[Stored items]

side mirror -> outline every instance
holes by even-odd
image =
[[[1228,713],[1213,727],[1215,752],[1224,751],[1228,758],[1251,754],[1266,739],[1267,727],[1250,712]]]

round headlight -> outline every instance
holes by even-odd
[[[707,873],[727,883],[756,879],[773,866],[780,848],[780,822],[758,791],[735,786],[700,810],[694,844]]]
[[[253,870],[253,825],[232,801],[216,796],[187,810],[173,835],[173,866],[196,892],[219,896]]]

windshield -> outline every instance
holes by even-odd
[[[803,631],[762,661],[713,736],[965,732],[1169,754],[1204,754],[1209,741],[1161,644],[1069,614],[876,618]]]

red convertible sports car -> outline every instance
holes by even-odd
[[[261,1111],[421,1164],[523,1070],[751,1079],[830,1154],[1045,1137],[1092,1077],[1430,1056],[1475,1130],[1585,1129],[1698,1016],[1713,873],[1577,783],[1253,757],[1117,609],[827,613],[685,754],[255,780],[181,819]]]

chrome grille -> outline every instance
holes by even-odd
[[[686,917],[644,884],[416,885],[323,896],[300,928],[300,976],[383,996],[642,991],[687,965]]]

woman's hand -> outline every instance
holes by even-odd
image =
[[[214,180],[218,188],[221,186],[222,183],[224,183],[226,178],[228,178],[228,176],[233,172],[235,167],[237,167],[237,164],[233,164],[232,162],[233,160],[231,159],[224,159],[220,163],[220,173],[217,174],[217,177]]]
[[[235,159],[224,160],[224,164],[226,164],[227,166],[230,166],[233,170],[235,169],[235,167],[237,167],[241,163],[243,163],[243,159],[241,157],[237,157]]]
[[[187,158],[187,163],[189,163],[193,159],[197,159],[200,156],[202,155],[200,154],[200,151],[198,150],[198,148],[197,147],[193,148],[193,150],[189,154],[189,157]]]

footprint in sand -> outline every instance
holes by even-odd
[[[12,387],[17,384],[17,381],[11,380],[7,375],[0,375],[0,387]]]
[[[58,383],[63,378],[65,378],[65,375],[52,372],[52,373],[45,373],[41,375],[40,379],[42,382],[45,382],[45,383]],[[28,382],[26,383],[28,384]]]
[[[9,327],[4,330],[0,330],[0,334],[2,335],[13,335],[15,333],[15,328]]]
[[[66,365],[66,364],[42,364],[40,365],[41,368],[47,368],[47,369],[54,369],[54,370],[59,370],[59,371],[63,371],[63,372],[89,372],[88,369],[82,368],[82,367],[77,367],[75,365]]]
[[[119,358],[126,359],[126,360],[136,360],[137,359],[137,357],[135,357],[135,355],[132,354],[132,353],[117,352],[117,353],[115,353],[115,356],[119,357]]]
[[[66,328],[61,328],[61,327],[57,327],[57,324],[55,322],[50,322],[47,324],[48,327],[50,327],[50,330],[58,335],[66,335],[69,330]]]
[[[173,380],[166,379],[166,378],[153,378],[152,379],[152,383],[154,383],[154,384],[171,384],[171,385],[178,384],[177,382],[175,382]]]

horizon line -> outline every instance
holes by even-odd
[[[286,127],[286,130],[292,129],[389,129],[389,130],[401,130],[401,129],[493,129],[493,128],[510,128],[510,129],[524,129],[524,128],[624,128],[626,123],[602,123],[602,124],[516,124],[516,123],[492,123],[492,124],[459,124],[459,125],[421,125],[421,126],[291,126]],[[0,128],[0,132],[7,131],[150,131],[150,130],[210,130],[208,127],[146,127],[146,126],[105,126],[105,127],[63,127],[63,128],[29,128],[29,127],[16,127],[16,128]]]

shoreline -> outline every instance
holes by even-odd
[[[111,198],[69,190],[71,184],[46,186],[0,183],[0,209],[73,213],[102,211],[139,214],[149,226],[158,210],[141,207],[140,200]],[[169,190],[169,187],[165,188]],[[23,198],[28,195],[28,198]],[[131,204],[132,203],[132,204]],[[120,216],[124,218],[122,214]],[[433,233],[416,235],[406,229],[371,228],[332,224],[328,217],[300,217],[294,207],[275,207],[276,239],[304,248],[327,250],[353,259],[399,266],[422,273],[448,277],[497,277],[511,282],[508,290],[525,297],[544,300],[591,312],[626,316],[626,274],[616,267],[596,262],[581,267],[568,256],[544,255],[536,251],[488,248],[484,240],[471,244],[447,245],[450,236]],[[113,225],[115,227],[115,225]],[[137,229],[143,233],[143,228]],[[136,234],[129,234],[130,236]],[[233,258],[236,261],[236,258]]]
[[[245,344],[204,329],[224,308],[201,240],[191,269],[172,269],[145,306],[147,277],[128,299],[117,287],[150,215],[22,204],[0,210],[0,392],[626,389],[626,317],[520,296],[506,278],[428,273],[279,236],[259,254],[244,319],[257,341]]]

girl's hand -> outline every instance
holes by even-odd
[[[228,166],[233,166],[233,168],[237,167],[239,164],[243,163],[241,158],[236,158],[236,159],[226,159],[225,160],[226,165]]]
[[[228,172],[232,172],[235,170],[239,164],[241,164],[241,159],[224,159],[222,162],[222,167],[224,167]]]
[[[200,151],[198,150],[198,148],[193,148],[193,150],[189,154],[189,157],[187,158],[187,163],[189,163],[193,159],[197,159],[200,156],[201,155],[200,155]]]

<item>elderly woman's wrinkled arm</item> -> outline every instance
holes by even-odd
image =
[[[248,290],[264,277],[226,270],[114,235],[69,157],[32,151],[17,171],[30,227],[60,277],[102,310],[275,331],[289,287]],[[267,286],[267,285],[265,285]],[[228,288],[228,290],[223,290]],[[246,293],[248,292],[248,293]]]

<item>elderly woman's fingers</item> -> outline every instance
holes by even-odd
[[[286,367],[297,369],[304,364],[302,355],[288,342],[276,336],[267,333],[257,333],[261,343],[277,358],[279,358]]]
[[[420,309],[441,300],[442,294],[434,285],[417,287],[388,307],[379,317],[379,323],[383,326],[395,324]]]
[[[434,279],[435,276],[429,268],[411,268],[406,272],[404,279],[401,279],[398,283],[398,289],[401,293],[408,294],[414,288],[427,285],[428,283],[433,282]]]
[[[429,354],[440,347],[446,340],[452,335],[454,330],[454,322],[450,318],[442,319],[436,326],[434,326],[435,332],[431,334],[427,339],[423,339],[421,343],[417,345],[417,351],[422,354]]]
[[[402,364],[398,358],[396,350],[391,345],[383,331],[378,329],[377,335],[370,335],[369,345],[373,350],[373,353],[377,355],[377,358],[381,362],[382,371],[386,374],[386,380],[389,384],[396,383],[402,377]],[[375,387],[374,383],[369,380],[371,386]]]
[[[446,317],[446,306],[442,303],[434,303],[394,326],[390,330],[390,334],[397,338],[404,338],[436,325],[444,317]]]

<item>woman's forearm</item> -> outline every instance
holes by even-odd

→ About this exercise: Each entry must be set down exactly as it appears.

→ Solution:
side mirror -> outline every instance
holes by even-odd
image =
[[[1228,713],[1213,727],[1215,752],[1224,751],[1228,758],[1251,754],[1266,739],[1267,727],[1250,712]]]

round headlight -> outline every instance
holes by even-odd
[[[707,873],[727,883],[756,879],[773,866],[780,848],[780,822],[758,791],[735,786],[700,810],[694,844]]]
[[[253,870],[253,825],[232,801],[216,796],[187,810],[173,835],[173,866],[196,892],[219,896]]]

windshield -> outline every instance
holes by even-odd
[[[803,631],[762,661],[713,736],[965,732],[1169,754],[1204,754],[1209,741],[1161,644],[1069,614],[876,618]]]

red convertible sports car -> outline every instance
holes by even-odd
[[[261,1111],[421,1164],[523,1070],[751,1079],[830,1154],[1045,1137],[1092,1077],[1430,1056],[1475,1130],[1585,1129],[1698,1016],[1713,873],[1577,783],[1253,757],[1117,609],[827,613],[685,754],[255,780],[181,819]]]

chrome grille -> outline every instance
holes by even-odd
[[[686,917],[644,884],[416,885],[323,896],[300,928],[300,976],[383,996],[642,991],[687,965]]]

woman's hand -> outline every instance
holes by even-odd
image =
[[[214,180],[218,188],[221,186],[222,183],[224,183],[226,178],[228,178],[228,176],[233,172],[235,167],[237,167],[237,164],[233,164],[232,162],[233,160],[231,159],[224,159],[220,163],[220,173],[217,174],[217,177]]]
[[[235,159],[224,160],[224,164],[226,164],[227,166],[230,166],[233,170],[235,169],[235,167],[237,167],[241,163],[243,163],[243,159],[241,157],[237,157]]]
[[[187,158],[187,163],[189,163],[193,159],[197,159],[200,156],[202,155],[200,154],[200,151],[198,150],[198,148],[197,147],[193,148],[193,150],[189,154],[189,157]]]

footprint in sand -> outline every instance
holes by even-odd
[[[12,387],[17,384],[17,381],[11,380],[7,375],[0,375],[0,387]]]
[[[58,383],[63,378],[65,378],[65,375],[52,372],[52,373],[45,373],[41,375],[40,379],[42,382],[45,382],[45,383]],[[28,382],[26,383],[28,384]]]
[[[9,327],[4,330],[0,330],[0,334],[2,335],[13,335],[15,333],[15,328]]]
[[[66,365],[66,364],[42,364],[40,365],[41,368],[47,368],[47,369],[54,369],[54,370],[59,370],[59,371],[63,371],[63,372],[89,372],[88,369],[82,368],[82,367],[77,367],[75,365]]]
[[[119,358],[126,359],[126,360],[136,360],[137,359],[137,357],[135,357],[135,355],[132,354],[132,353],[117,352],[117,353],[115,353],[115,356],[119,357]]]
[[[66,328],[61,328],[61,327],[57,327],[57,324],[55,322],[50,322],[47,324],[48,327],[50,327],[50,330],[58,335],[66,335],[69,330]]]
[[[173,380],[166,379],[166,378],[153,378],[152,379],[152,383],[154,383],[154,384],[171,384],[171,385],[178,384],[177,382],[175,382]]]

horizon line -> outline every instance
holes by even-odd
[[[286,127],[286,130],[292,129],[389,129],[389,130],[401,130],[401,129],[493,129],[493,128],[510,128],[510,129],[524,129],[524,128],[624,128],[626,123],[602,123],[602,124],[516,124],[516,123],[492,123],[492,124],[459,124],[459,125],[421,125],[421,126],[291,126]],[[0,128],[0,132],[7,131],[150,131],[150,130],[210,130],[208,127],[146,127],[146,126],[105,126],[105,127],[63,127],[63,128],[29,128],[29,127],[16,127],[16,128]]]

shoreline -> outline every instance
holes by even-odd
[[[111,198],[69,190],[71,184],[46,186],[0,183],[0,209],[73,213],[102,211],[139,214],[149,226],[158,210],[141,207],[140,200]],[[169,190],[169,187],[165,188]],[[23,198],[28,195],[28,198]],[[131,204],[132,203],[132,204]],[[120,216],[124,218],[122,214]],[[433,233],[416,235],[406,229],[371,228],[332,224],[328,217],[300,217],[294,207],[275,207],[276,239],[304,248],[327,250],[353,259],[399,266],[422,273],[448,277],[497,277],[511,282],[508,290],[525,297],[544,300],[591,312],[626,316],[626,274],[616,267],[596,262],[581,267],[568,256],[544,255],[536,251],[488,248],[484,240],[471,244],[447,245],[450,236]],[[113,225],[115,227],[115,225]],[[137,229],[143,233],[143,228]],[[136,234],[129,234],[130,236]],[[233,258],[236,261],[236,258]]]
[[[245,344],[204,329],[224,308],[201,240],[191,269],[172,269],[145,306],[147,277],[128,299],[117,287],[150,215],[22,204],[0,210],[0,392],[626,389],[626,317],[520,296],[506,278],[428,273],[279,236],[259,254],[244,319],[257,341]]]

girl's hand -> outline every instance
holes by even-odd
[[[228,166],[233,166],[233,168],[237,167],[239,164],[243,163],[241,158],[236,158],[236,159],[226,159],[225,160],[226,165]]]
[[[228,172],[232,172],[235,170],[239,164],[241,164],[241,159],[224,159],[222,162],[222,167],[224,167]]]
[[[200,151],[198,150],[198,148],[193,148],[193,150],[189,154],[189,157],[187,158],[187,163],[189,163],[193,159],[197,159],[200,156],[201,155],[200,155]]]

<item>elderly woman's wrinkled arm</item> -> outline every instance
holes by even-odd
image =
[[[248,290],[264,277],[226,270],[114,235],[69,157],[32,151],[17,171],[30,227],[60,277],[102,310],[275,331],[289,287]],[[267,286],[267,285],[265,285]],[[228,288],[228,290],[223,290]],[[246,293],[248,292],[248,293]]]

<item>elderly woman's fingers</item> -> outline every instance
holes by even-odd
[[[286,367],[297,369],[304,364],[302,355],[288,342],[276,336],[267,333],[257,333],[261,343],[277,358],[279,358]]]
[[[420,309],[441,300],[442,294],[434,285],[417,287],[388,307],[379,317],[379,323],[383,326],[395,324]]]
[[[434,279],[435,276],[429,268],[411,268],[406,272],[404,279],[401,279],[398,283],[398,289],[401,293],[408,294],[414,288],[427,285],[428,283],[433,282]]]
[[[429,354],[440,347],[446,340],[452,335],[454,330],[454,322],[450,318],[442,319],[436,326],[434,326],[435,332],[431,334],[427,339],[423,339],[421,343],[417,345],[417,351],[422,354]]]
[[[402,364],[398,358],[396,350],[391,345],[383,331],[378,329],[377,335],[370,335],[369,345],[373,350],[373,353],[377,355],[377,358],[381,362],[382,371],[386,374],[386,380],[389,384],[396,383],[402,377]],[[375,387],[374,383],[369,380],[371,386]]]
[[[446,317],[446,306],[442,303],[434,303],[394,326],[390,330],[390,334],[397,338],[404,338],[436,325],[444,317]]]

<item>woman's forearm</item> -> outline every instance
holes by even-odd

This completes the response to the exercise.